SHORT EXERCISE 1 —
Write out everything in the augmented reality piece below from "Magic Leap is a" down to "in industry-specific settings.".

Magic Leap is far and away the most-funded startup in the augmented reality category. The chart below shows just how big a chunk of venture capital funding into the AR category went to Magic Leap.

Magic Leap is a company with few privately-held competitors. It’s worth noting that Rokid—a Chinese manufacturer of smart speakers and, recently, its own AR glasses—is the only other hardware company to surface in this ranking.

Otherwise, it’s mostly been big tech companies jumping into the AR ring. Microsoft launched its Hololens product back in 2016. Remember Google Glass, the search giant’s attempt at smart glasses? Though these products may have failed to gain traction among more mainstream users, they continue to be used in industry-specific settings.

Earlier this week, news broke that Apple entered into acquisition talks with Akonia Holographics. According to the company’s website, it’s developed the “world’s first commercially available volume holographic reflective and waveguide optics for transparent display elements in smart glasses.” This lends some credence to a recent report from Apple analyst Ming Chi Kuo suggesting Apple may launch an AR glasses product as early as 2020.

Although Alphabet (Google’s parent company), Microsoft, and Apple may have nearly limitless coffers to fund new product R&D and acquire companies, startups don’t. They typically raise money from outside investors like venture capitalists. And, in recent years, Magic Leap has raised a disproportionate amount of the capital, as the chart below shows.

It could be argued that Magic Leap, by raising so much VC money—an order of magnitude more than any other AR competitor—has kind of sucked the air out of the AR hardware startup market. If Magic Leap fails to deliver on its promise, delivering an experience that’s nothing short of magical, there isn’t a deep bench of privately-held upstarts to compete against tech’s big five.

This being said, venture investment into AR startups is near a local maximum, as we can see in the chart below.

Virtual reality (VR) has been around for quite a while, but AR products aren’t even mainstream yet, at least not at the consumer level. There’s a reason for that, though.

For all the technological advancements in displays, sensors, input devices, and user experience design that made VR immersive and accessible enough to everyday consumers, AR must accomplish as well. But, this time, AR hardware aspirants need to develop translucent display technology and understand how AR content would interact with real-world objects, among other challenges.

AR technology promises a future with fewer physical screens, because everything could virtually become one. Long before that’s possible, though, there needs to be a strong ecosystem of applications and developers. But for the developers to come, there needs to be a robust hardware and OS platform. And we’re barely at that point now.

SHORT EXERCISE 2 —
How many lines in the rows below contain the string "roof", matching case exactly? Give only the number.

AVAILABLE RECORDS —

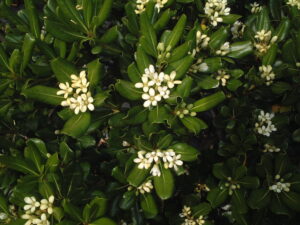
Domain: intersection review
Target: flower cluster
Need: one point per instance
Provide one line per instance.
(153, 159)
(202, 41)
(222, 76)
(183, 110)
(201, 187)
(224, 49)
(267, 74)
(215, 9)
(231, 186)
(140, 5)
(38, 212)
(156, 86)
(264, 40)
(199, 66)
(280, 186)
(271, 148)
(237, 29)
(255, 7)
(264, 126)
(76, 95)
(145, 187)
(294, 3)
(189, 219)
(163, 53)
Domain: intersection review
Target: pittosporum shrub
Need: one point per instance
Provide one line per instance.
(180, 112)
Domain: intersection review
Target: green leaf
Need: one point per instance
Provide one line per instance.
(193, 124)
(270, 57)
(187, 152)
(181, 66)
(158, 114)
(110, 36)
(127, 90)
(27, 49)
(73, 211)
(283, 29)
(148, 32)
(65, 152)
(208, 102)
(207, 82)
(239, 202)
(218, 38)
(292, 200)
(184, 89)
(201, 209)
(176, 33)
(133, 73)
(231, 18)
(148, 205)
(220, 171)
(240, 49)
(3, 204)
(217, 196)
(103, 13)
(95, 73)
(128, 200)
(137, 176)
(77, 125)
(164, 184)
(18, 164)
(63, 69)
(259, 198)
(180, 52)
(143, 61)
(3, 58)
(33, 18)
(39, 145)
(104, 221)
(163, 20)
(43, 94)
(32, 154)
(62, 31)
(263, 20)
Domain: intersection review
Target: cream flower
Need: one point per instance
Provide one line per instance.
(66, 90)
(32, 204)
(151, 98)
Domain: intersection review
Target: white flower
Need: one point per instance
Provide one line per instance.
(3, 216)
(47, 204)
(145, 84)
(66, 90)
(160, 4)
(170, 79)
(142, 161)
(200, 220)
(264, 125)
(224, 50)
(31, 204)
(271, 148)
(222, 77)
(295, 3)
(151, 98)
(80, 82)
(214, 9)
(237, 29)
(186, 211)
(155, 171)
(145, 187)
(255, 7)
(267, 74)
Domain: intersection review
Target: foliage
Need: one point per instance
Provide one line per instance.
(149, 112)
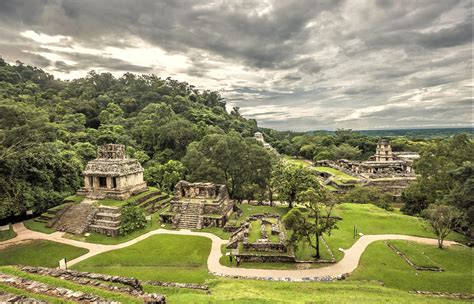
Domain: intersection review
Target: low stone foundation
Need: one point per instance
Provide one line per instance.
(305, 279)
(131, 286)
(6, 297)
(177, 285)
(46, 289)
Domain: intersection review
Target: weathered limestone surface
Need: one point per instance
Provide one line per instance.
(131, 286)
(112, 174)
(388, 170)
(6, 297)
(42, 288)
(197, 205)
(75, 219)
(262, 250)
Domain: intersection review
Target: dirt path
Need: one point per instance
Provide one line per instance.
(347, 265)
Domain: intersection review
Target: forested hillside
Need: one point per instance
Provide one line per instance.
(50, 128)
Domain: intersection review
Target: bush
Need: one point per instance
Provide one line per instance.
(133, 218)
(369, 195)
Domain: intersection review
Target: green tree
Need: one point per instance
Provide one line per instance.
(165, 176)
(310, 227)
(290, 179)
(228, 159)
(442, 219)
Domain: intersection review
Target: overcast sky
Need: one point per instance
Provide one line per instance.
(292, 65)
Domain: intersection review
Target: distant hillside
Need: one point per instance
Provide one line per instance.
(419, 133)
(50, 128)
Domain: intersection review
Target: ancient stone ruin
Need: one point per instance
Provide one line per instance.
(259, 137)
(198, 205)
(262, 238)
(112, 175)
(389, 170)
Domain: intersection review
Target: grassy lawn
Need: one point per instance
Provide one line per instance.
(39, 253)
(38, 226)
(338, 176)
(251, 291)
(371, 219)
(160, 257)
(381, 263)
(113, 296)
(414, 253)
(6, 235)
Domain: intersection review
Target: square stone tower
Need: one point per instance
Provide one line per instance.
(383, 152)
(112, 175)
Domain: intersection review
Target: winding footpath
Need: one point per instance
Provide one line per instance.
(347, 265)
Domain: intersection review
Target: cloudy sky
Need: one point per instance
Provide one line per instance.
(298, 65)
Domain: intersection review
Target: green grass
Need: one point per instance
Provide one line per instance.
(248, 210)
(115, 296)
(38, 226)
(37, 296)
(381, 263)
(414, 253)
(160, 257)
(268, 292)
(6, 235)
(371, 219)
(39, 253)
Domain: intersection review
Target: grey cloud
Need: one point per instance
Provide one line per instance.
(334, 56)
(456, 35)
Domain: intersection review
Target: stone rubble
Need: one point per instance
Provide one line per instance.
(177, 285)
(6, 297)
(306, 279)
(42, 288)
(132, 286)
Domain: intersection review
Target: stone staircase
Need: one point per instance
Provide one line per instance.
(106, 221)
(76, 219)
(191, 216)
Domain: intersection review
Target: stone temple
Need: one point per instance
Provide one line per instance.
(112, 175)
(392, 171)
(198, 205)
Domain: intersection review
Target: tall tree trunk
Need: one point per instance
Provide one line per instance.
(318, 256)
(270, 195)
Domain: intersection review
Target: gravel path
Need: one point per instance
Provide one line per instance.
(347, 265)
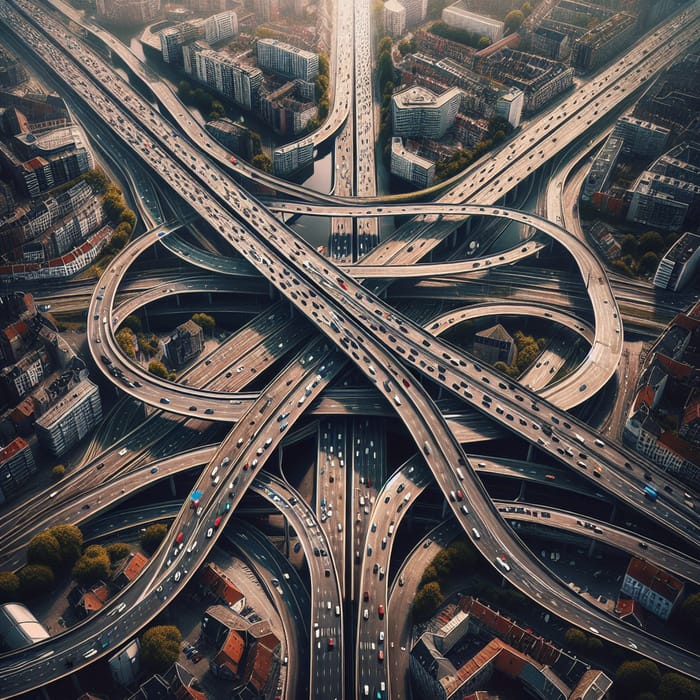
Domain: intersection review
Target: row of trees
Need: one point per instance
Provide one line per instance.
(50, 553)
(456, 559)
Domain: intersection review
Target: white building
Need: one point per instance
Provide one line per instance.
(221, 26)
(459, 16)
(410, 166)
(510, 106)
(418, 112)
(394, 16)
(71, 419)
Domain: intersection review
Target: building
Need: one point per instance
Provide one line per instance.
(598, 45)
(420, 172)
(16, 467)
(458, 16)
(19, 628)
(18, 379)
(184, 343)
(602, 168)
(128, 11)
(221, 26)
(495, 345)
(125, 665)
(509, 106)
(287, 60)
(655, 589)
(419, 113)
(641, 139)
(71, 419)
(394, 17)
(680, 264)
(466, 644)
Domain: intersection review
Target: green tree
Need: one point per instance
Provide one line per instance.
(576, 638)
(70, 539)
(426, 601)
(133, 322)
(9, 586)
(153, 536)
(633, 677)
(673, 686)
(651, 242)
(117, 551)
(44, 549)
(648, 263)
(160, 647)
(93, 566)
(687, 616)
(35, 580)
(512, 21)
(158, 369)
(127, 341)
(204, 321)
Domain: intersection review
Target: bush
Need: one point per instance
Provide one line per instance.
(9, 586)
(93, 566)
(117, 551)
(160, 647)
(44, 549)
(35, 580)
(154, 535)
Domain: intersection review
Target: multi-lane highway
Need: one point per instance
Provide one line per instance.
(384, 346)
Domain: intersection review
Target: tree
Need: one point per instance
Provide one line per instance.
(127, 342)
(9, 586)
(35, 579)
(651, 241)
(158, 369)
(648, 263)
(133, 322)
(427, 599)
(512, 21)
(160, 647)
(117, 551)
(673, 686)
(70, 539)
(575, 638)
(93, 566)
(688, 614)
(204, 321)
(153, 537)
(44, 549)
(633, 677)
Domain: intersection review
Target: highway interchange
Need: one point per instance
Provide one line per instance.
(364, 330)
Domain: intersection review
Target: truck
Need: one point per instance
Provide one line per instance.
(650, 493)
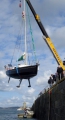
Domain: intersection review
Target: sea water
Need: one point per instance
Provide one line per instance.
(11, 114)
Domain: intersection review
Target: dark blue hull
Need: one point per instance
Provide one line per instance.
(26, 72)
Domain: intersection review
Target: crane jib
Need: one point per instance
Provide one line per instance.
(47, 38)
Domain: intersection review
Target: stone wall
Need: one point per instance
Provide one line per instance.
(51, 104)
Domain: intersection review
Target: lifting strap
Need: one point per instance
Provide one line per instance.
(31, 34)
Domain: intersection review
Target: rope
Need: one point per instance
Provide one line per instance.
(31, 34)
(17, 43)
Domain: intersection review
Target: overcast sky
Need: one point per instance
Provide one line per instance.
(52, 15)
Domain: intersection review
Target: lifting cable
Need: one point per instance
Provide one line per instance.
(31, 34)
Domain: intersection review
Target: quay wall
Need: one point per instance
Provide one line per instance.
(51, 104)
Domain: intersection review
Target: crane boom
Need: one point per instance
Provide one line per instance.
(46, 37)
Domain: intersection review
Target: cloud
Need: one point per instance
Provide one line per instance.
(44, 79)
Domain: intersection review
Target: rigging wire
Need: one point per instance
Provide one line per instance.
(31, 33)
(18, 40)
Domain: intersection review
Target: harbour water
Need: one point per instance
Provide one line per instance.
(10, 114)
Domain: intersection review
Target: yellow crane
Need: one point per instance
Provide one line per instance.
(46, 37)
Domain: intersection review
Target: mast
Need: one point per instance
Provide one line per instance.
(25, 34)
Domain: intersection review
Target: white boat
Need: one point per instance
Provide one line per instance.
(20, 71)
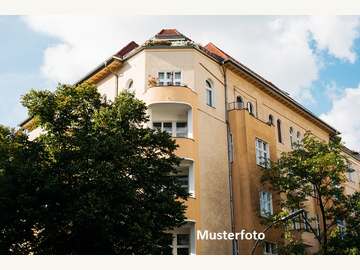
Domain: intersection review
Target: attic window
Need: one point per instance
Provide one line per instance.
(169, 78)
(129, 84)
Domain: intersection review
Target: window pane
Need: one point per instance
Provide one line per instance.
(184, 181)
(157, 125)
(183, 251)
(183, 239)
(208, 84)
(209, 97)
(181, 129)
(168, 127)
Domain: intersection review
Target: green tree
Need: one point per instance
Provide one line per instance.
(346, 240)
(96, 181)
(314, 170)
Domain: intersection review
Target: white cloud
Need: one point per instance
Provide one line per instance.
(344, 115)
(336, 35)
(275, 47)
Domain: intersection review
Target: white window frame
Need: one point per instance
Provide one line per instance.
(350, 173)
(169, 81)
(231, 148)
(129, 84)
(298, 137)
(174, 129)
(266, 204)
(250, 108)
(273, 248)
(291, 133)
(210, 101)
(262, 153)
(175, 245)
(192, 238)
(191, 177)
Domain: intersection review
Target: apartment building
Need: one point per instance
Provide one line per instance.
(226, 119)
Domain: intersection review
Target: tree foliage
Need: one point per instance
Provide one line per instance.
(313, 172)
(96, 181)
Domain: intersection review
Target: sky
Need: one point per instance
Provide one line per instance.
(315, 59)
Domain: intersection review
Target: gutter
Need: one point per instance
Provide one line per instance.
(281, 93)
(235, 250)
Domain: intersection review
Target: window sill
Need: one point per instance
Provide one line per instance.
(211, 106)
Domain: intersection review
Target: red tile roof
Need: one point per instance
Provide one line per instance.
(128, 48)
(215, 50)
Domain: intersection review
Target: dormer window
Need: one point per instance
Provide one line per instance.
(169, 78)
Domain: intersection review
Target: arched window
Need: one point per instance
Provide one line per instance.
(291, 132)
(209, 93)
(250, 108)
(271, 119)
(278, 124)
(239, 102)
(298, 137)
(129, 84)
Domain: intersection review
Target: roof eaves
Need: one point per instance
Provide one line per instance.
(281, 93)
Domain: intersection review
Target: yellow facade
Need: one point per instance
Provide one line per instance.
(225, 187)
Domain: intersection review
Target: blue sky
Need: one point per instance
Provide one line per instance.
(21, 59)
(315, 59)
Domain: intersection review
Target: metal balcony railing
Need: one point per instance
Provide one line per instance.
(235, 106)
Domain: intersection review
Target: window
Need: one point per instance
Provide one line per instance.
(181, 129)
(250, 108)
(231, 148)
(298, 137)
(183, 242)
(350, 173)
(271, 119)
(317, 223)
(177, 78)
(209, 93)
(183, 177)
(129, 84)
(175, 129)
(269, 248)
(342, 227)
(305, 220)
(239, 102)
(169, 78)
(266, 208)
(262, 153)
(278, 123)
(296, 221)
(291, 132)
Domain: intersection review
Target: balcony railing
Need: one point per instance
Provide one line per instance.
(235, 106)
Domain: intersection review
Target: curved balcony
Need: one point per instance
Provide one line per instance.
(172, 94)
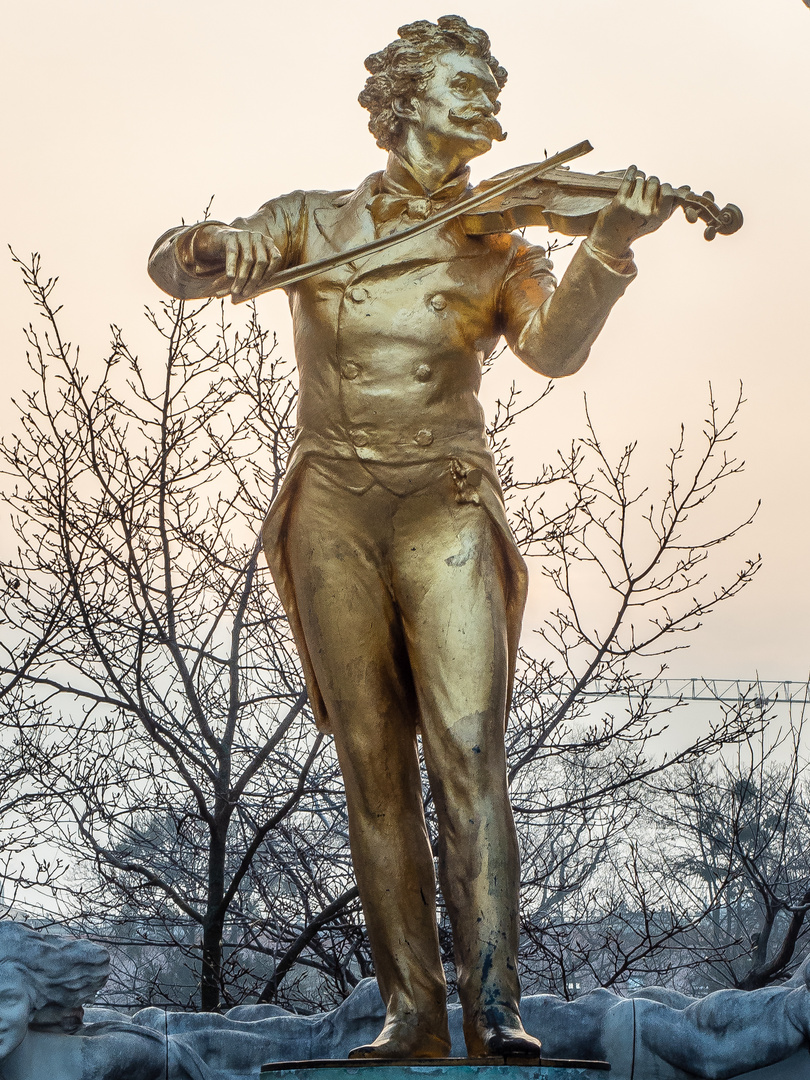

COMPLETE ANSWER 1 —
Magic Leap is a company with few privately-held competitors. It’s worth noting that Rokid—a Chinese manufacturer of smart speakers and, recently, its own AR glasses—is the only other hardware company to surface in this ranking.

Otherwise, it’s mostly been big tech companies jumping into the AR ring. Microsoft launched its Hololens product back in 2016. Remember Google Glass, the search giant’s attempt at smart glasses? Though these products may have failed to gain traction among more mainstream users, they continue to be used in industry-specific settings.

COMPLETE ANSWER 2 —
2